#### [TASK INSTRUCTIONS]
Could you copy out everything from the line containing "Target: pink blanket" down to the end of the records, requests included, and add -120 to every x and y coordinate in the answers?

#### [TASK MATERIAL]
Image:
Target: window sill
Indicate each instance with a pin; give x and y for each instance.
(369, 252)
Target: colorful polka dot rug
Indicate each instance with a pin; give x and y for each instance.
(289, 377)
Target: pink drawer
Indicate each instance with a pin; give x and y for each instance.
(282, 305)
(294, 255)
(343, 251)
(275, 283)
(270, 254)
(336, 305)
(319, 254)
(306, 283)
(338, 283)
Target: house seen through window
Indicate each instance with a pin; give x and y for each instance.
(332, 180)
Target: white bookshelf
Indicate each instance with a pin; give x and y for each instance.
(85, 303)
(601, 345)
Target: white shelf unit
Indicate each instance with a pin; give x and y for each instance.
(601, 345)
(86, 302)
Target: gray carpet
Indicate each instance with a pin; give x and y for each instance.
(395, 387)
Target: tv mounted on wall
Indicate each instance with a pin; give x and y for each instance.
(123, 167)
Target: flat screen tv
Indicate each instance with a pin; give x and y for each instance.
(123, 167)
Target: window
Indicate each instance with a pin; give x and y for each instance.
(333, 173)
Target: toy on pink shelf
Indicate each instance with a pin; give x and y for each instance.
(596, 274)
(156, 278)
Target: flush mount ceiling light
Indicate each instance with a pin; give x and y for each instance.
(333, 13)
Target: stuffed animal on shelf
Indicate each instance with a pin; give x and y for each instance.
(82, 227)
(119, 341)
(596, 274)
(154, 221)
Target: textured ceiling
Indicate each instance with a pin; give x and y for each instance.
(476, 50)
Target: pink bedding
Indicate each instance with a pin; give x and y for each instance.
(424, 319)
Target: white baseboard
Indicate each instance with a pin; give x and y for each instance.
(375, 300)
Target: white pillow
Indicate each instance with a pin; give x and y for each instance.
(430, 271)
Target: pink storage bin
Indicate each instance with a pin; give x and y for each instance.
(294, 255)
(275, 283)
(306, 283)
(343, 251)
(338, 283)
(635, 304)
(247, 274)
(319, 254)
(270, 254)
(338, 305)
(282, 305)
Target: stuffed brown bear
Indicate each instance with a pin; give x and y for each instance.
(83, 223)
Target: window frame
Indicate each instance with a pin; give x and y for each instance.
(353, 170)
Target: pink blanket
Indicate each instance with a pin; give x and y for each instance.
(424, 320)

#### [OUTPUT OF THE EXERCISE]
Target: pink blanket
Indicate each instance with a pin; give x and y for each instance.
(304, 200)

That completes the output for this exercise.